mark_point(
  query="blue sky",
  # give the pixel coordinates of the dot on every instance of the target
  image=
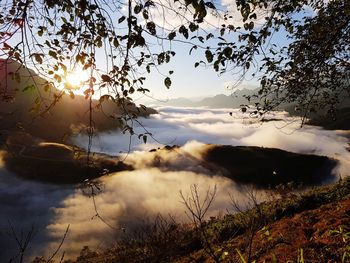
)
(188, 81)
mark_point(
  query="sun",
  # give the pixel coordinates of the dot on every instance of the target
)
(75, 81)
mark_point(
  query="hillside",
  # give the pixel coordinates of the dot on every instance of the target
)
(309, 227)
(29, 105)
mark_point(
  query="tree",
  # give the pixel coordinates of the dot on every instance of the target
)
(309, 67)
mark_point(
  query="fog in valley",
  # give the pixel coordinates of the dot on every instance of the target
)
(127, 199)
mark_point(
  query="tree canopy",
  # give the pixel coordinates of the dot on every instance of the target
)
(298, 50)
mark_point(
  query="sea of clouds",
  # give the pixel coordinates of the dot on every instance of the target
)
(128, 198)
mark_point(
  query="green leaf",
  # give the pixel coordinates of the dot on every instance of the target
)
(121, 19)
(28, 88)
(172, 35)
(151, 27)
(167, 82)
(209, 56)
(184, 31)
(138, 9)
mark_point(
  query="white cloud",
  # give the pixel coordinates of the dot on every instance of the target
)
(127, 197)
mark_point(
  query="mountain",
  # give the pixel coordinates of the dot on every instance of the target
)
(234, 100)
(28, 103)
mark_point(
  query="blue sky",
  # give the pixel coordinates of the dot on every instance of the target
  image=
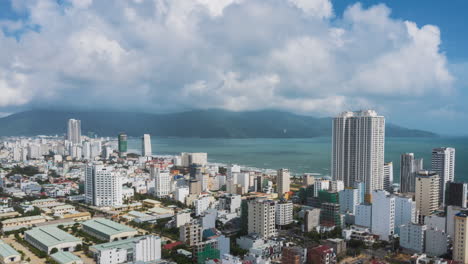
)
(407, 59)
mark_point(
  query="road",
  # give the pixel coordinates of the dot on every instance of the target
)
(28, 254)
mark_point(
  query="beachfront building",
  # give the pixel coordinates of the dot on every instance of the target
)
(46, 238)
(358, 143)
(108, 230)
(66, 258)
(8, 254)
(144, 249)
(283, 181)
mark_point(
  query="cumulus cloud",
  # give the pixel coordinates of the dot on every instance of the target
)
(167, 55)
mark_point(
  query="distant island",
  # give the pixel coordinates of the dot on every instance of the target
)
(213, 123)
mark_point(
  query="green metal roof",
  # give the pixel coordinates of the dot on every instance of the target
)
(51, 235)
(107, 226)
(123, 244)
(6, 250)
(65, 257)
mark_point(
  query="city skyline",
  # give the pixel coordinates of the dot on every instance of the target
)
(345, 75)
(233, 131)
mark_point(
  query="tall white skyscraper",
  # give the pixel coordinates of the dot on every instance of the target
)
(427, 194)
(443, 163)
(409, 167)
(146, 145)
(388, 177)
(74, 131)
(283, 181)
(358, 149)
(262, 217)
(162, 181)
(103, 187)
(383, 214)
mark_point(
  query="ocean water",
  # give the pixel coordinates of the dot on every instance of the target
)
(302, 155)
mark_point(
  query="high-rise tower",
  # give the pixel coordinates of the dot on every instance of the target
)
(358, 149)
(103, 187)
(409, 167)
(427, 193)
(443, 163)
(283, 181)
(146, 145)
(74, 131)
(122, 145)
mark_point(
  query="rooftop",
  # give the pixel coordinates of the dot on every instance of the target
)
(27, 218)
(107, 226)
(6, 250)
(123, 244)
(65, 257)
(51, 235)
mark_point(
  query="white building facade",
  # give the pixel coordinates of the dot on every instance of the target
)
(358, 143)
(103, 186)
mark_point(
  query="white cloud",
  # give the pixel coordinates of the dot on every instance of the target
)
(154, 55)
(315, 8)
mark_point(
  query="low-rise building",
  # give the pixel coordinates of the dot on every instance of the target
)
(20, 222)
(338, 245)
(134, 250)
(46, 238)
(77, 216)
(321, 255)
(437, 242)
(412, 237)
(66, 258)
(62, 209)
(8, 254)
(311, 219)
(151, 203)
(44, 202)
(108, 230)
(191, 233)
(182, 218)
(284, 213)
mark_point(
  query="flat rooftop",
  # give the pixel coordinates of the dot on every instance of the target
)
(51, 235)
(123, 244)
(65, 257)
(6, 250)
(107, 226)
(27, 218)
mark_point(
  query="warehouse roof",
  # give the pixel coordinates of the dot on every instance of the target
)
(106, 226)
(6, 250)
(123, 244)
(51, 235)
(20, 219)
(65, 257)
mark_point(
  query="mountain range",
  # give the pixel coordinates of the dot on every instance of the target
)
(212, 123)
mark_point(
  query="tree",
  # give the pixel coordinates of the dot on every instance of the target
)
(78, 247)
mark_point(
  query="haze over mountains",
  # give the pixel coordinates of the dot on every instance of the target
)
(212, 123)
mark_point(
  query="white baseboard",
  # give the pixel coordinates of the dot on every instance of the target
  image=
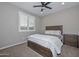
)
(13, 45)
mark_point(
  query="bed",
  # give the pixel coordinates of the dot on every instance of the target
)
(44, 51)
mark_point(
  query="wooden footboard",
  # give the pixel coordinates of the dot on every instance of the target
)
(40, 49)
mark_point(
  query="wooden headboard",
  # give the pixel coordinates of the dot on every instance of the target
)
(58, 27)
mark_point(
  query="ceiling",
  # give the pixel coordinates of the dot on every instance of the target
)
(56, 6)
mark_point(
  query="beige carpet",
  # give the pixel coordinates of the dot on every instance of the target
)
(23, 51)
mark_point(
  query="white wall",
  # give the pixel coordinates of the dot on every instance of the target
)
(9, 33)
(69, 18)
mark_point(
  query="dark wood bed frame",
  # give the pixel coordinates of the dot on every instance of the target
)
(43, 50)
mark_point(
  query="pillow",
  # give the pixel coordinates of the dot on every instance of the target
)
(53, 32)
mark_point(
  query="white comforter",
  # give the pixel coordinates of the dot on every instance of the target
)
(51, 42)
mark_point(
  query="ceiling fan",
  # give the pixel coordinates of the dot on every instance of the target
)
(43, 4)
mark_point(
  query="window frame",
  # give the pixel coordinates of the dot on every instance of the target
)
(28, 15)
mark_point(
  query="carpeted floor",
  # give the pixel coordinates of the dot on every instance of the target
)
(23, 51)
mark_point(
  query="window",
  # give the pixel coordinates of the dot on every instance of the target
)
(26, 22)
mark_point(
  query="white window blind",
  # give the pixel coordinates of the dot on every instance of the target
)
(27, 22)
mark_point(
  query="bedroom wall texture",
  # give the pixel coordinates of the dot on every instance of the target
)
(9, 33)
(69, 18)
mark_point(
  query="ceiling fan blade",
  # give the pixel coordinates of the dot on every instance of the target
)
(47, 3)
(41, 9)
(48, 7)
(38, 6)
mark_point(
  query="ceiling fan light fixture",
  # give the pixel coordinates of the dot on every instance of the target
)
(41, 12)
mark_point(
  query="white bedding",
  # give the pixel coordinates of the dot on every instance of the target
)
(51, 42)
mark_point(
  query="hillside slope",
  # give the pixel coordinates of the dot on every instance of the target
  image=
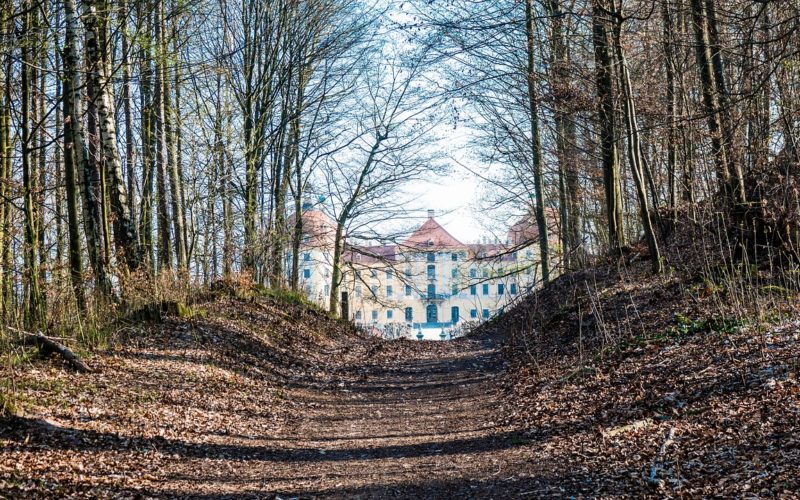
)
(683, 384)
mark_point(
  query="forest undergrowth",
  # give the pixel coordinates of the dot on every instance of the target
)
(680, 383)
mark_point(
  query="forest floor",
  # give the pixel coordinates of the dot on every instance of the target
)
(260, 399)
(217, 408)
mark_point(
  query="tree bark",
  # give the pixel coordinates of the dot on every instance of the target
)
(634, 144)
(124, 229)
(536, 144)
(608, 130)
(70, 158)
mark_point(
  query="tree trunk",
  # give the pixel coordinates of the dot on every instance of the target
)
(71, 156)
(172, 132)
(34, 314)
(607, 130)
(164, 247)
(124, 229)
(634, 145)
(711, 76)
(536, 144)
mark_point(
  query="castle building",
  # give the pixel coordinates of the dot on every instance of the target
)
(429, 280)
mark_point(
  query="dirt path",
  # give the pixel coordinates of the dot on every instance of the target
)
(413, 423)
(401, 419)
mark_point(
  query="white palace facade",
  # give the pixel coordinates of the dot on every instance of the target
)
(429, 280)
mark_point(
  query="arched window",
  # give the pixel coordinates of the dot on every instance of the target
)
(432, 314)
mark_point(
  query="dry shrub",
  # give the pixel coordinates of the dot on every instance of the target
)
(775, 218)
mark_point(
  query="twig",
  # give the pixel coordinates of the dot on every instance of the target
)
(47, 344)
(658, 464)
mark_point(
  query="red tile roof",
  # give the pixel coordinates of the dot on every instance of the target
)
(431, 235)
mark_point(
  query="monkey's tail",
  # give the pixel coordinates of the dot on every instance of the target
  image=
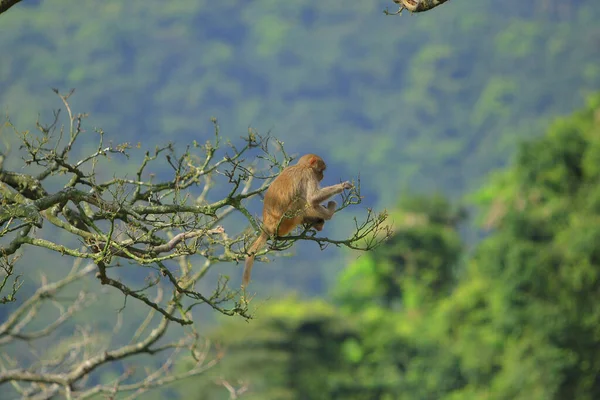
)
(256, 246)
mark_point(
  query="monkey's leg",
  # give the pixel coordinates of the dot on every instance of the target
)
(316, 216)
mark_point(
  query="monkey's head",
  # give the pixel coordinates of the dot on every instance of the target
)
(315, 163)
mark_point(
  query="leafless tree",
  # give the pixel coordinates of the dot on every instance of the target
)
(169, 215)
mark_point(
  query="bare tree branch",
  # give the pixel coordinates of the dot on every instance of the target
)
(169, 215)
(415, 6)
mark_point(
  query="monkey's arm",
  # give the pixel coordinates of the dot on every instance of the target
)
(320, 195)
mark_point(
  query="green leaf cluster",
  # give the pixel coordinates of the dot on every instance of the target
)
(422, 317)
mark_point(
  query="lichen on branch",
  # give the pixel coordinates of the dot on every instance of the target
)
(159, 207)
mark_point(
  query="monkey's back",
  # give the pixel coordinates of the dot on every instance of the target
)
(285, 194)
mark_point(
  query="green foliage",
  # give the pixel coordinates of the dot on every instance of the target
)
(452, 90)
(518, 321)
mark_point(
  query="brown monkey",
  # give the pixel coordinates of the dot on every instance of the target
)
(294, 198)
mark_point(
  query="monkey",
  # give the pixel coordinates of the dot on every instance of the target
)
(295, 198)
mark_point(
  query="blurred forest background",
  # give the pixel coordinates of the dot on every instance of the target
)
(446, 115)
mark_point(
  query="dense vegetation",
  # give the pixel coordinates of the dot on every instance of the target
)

__Written task__: Please count how many of the lines above contain the string "branch", treating uppercase and lowercase letters as different, and reply with only that number.

__Finished answer__: 2